_Task details_.
Before anything else, copy every record below exactly as it stands.

[Natural language region descriptions]
_____
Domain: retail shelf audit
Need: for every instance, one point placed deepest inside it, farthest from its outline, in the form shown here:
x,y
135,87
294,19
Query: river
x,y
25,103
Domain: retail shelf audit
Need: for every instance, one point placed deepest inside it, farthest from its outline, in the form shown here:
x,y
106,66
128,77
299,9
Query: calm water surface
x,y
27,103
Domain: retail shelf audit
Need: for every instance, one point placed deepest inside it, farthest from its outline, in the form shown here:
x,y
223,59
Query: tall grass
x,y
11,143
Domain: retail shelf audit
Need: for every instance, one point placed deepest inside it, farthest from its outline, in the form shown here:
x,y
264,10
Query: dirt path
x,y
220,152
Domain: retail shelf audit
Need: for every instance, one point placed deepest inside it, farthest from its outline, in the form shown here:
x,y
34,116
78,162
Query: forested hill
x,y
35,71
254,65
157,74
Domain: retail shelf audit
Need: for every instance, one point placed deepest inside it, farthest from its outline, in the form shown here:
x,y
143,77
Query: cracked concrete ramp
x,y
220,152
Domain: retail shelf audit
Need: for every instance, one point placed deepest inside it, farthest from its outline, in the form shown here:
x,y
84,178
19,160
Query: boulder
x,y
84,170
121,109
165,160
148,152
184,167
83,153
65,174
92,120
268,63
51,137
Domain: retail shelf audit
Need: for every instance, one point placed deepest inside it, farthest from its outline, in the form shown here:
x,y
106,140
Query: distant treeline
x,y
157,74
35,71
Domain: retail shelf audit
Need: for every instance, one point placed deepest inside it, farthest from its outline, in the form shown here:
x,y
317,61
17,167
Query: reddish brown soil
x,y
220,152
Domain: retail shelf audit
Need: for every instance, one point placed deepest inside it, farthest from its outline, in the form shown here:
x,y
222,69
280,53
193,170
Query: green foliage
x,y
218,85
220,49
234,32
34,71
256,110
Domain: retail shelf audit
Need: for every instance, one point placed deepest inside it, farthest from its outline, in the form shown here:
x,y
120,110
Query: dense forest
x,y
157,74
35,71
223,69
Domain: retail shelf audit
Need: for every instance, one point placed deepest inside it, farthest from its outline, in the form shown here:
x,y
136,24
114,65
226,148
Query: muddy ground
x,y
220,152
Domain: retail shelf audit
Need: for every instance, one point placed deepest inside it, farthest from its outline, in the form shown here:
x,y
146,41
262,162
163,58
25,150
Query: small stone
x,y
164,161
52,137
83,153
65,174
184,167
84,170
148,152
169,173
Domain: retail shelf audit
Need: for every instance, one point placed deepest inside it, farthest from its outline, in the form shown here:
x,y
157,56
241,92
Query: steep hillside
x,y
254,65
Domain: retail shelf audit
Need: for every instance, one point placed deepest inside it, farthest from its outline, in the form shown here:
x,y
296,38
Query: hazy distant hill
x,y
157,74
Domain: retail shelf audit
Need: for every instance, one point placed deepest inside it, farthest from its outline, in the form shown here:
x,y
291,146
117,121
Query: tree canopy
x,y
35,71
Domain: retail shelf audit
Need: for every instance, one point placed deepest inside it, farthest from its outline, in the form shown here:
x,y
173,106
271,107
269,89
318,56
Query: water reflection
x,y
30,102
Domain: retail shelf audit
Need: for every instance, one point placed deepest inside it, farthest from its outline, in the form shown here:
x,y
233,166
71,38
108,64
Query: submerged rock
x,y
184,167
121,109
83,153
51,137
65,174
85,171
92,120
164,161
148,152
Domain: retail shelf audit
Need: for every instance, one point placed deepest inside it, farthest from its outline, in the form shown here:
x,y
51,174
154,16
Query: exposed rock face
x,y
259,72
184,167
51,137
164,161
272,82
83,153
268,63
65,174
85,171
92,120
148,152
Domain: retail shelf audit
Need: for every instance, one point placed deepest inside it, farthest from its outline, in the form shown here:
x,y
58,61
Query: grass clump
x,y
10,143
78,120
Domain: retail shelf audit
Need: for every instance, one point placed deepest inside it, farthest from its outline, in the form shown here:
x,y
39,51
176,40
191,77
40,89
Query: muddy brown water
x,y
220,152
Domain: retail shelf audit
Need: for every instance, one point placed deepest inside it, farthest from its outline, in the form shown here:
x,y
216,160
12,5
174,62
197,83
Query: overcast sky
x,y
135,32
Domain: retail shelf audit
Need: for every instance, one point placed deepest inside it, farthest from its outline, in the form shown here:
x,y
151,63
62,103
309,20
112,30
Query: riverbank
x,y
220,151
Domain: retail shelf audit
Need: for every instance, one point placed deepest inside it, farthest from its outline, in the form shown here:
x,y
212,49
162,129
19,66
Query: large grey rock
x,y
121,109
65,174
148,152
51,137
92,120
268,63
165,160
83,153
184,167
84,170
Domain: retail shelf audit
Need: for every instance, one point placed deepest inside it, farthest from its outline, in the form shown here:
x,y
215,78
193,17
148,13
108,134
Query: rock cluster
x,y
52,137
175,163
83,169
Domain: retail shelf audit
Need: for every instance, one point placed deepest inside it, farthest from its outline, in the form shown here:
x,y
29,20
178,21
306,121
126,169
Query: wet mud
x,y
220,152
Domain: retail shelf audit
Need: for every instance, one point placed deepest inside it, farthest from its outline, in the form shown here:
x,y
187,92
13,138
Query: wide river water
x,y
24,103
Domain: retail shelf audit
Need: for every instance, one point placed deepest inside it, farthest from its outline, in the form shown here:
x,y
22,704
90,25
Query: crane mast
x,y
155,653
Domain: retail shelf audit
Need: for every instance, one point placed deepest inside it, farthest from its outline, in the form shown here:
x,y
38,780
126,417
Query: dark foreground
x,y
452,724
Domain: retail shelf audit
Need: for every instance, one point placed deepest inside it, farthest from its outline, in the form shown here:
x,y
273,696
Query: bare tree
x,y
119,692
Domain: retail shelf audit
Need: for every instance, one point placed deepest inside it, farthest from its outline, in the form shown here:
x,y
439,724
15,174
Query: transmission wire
_____
_Task output_.
Domain: retail shelf audit
Need: for every instance, one point placed deepest inside it, farthest from its outline, in the form shown here:
x,y
135,87
294,19
Query: river
x,y
25,103
Domain: retail shelf audit
Need: for every instance, one point placed deepest inside it, farthest from its outline, in the form shown here:
x,y
106,66
128,77
299,9
Query: calm water surface
x,y
27,103
Domain: retail shelf audit
Need: for every instance, one point placed deepest inside it, farthest from its outline, in the form shown here:
x,y
223,59
Query: tall grass
x,y
11,143
Domain: retail shelf audit
Need: for every instance, one point placed deepest inside it, farthest from its outline, in the form shown here:
x,y
264,10
Query: dirt path
x,y
220,152
Domain: retail shelf audit
Need: for every instance, one point placed deepest inside it, farthest from its outline, in the form shown here:
x,y
34,116
78,162
Query: forested hill
x,y
35,71
254,65
157,74
Domain: retail shelf audit
Need: for every instance, one point placed deepest inside it, farthest from its outline, in the form shown here:
x,y
143,77
Query: cracked concrete ramp
x,y
220,152
Domain: retail shelf audit
Need: for every instance, one point placed deepest inside it, farthest from its outline, in the form shown here:
x,y
84,178
19,160
Query: boulder
x,y
84,170
121,109
165,160
148,152
184,167
83,153
65,174
92,120
268,63
51,137
Domain: retail shelf audit
Need: for every instance, one point placed deepest inside it, farthest from its outline, in the form shown here:
x,y
106,140
Query: distant treeline
x,y
157,74
35,71
Domain: retail shelf audit
Need: for every instance, one point placed deepest inside it, farthest from its outline, in the form shown here:
x,y
317,61
17,167
Query: reddish brown soil
x,y
220,152
Domain: retail shelf audit
Need: for every instance, one point placed deepest inside it, farthest from its outline, in the form shown here:
x,y
222,69
280,53
193,170
Query: green foliage
x,y
218,85
220,49
234,32
34,71
256,110
Domain: retail shelf audit
Need: for every instance, one point placed deepest inside it, farthest from its outline, in the form shown here:
x,y
120,110
Query: dense forest
x,y
157,74
35,71
223,69
Domain: retail shelf audit
Need: for every instance, one point placed deepest inside it, farthest from its outline, in the form shown here:
x,y
136,24
114,65
226,148
Query: muddy ground
x,y
220,152
Domain: retail shelf audit
Need: for every instance, one point placed deepest inside it, farthest from its outline, in the form shown here:
x,y
146,41
262,162
163,58
25,150
Query: small stone
x,y
164,161
52,137
83,153
65,174
184,167
84,170
148,152
169,173
Domain: retail shelf audit
Need: for every instance, one point placed deepest inside it, farthest from its outline, in the form shown here:
x,y
157,56
241,92
Query: steep hillside
x,y
254,65
Domain: retail shelf audit
Need: for every instance, one point placed deepest inside it, farthest from its outline, in the form shown here:
x,y
296,38
Query: hazy distant hill
x,y
157,74
Domain: retail shelf audit
Need: for every instance, one point placed deepest inside it, farthest from its outline, in the form shown here:
x,y
291,146
117,121
Query: tree canopy
x,y
35,71
Domain: retail shelf audit
Need: for every instance, one point placed deepest inside it, farthest from its outline, in the form shown here:
x,y
173,106
271,107
269,89
318,56
Query: water reflection
x,y
30,102
Domain: retail shelf audit
Need: for every instance, one point placed deepest inside it, farthest from its outline, in the form shown here:
x,y
233,166
71,38
108,64
Query: submerged rock
x,y
184,167
121,109
83,153
51,137
65,174
85,171
92,120
164,161
148,152
Domain: retail shelf audit
Need: for every instance, one point placed deepest inside it, farthest from its outline, in the form shown here:
x,y
51,174
154,16
Query: exposed rock face
x,y
259,72
184,167
51,137
164,161
272,82
83,153
268,63
65,174
85,171
92,120
148,152
Domain: retail shelf audit
Need: for every instance, one point placed deepest inside it, farthest from its outline, in the form shown here:
x,y
58,61
Query: grass clump
x,y
10,143
78,120
Domain: retail shelf audit
Need: for every instance, one point placed deepest inside it, farthest from its outline, in the form shown here:
x,y
39,51
176,40
191,77
40,89
Query: muddy brown water
x,y
220,152
Domain: retail shelf audit
Need: for every instance, one point placed deepest inside it, farthest from its outline, in the form shown here:
x,y
216,160
12,5
174,62
197,83
Query: overcast sky
x,y
135,32
Domain: retail shelf audit
Need: for every instance, one point placed deepest inside it, farthest from its outline, in the form shown here:
x,y
151,63
62,103
309,20
112,30
Query: riverbank
x,y
220,151
Domain: retail shelf audit
Need: for every instance, one point placed deepest inside it, farthest from its outline, in the form shown here:
x,y
212,49
162,129
19,66
Query: large grey rock
x,y
121,109
65,174
148,152
51,137
92,120
268,63
165,160
83,153
184,167
84,170
Domain: retail shelf audit
Need: for every instance, one point placed deepest inside it, farthest from its outline, in the form shown here:
x,y
215,78
193,17
148,13
108,134
Query: rock cluster
x,y
52,137
175,163
83,169
Domain: retail shelf audit
Need: for every instance, one point placed deepest inside it, farthest from its outline, in the form shown here:
x,y
29,20
178,21
306,121
126,169
Query: wet mud
x,y
220,152
Domain: retail shelf audit
Need: for every instance, one point placed deepest inside it, farthest from its outline, in the form shown here:
x,y
187,92
13,138
Query: wide river water
x,y
24,103
Domain: retail shelf audit
Need: for every instance, one point placed deepest inside it, farthest from its outline, in the form shown here:
x,y
22,704
90,25
Query: crane mast
x,y
155,653
Domain: retail shelf audit
Need: for every instance, one point placed deepest inside it, farthest from its outline, in the form shown here:
x,y
38,780
126,417
Query: dark foreground
x,y
452,724
Domain: retail shelf audit
Need: for every instance, one point placed deepest inside it, farthest from its outline, in the form shown here:
x,y
273,696
Query: bare tree
x,y
119,692
Domain: retail shelf audit
Need: for every instance, one point placed deepest inside it, farthest from its outline, in the form shown here:
x,y
439,724
15,174
Query: transmission wire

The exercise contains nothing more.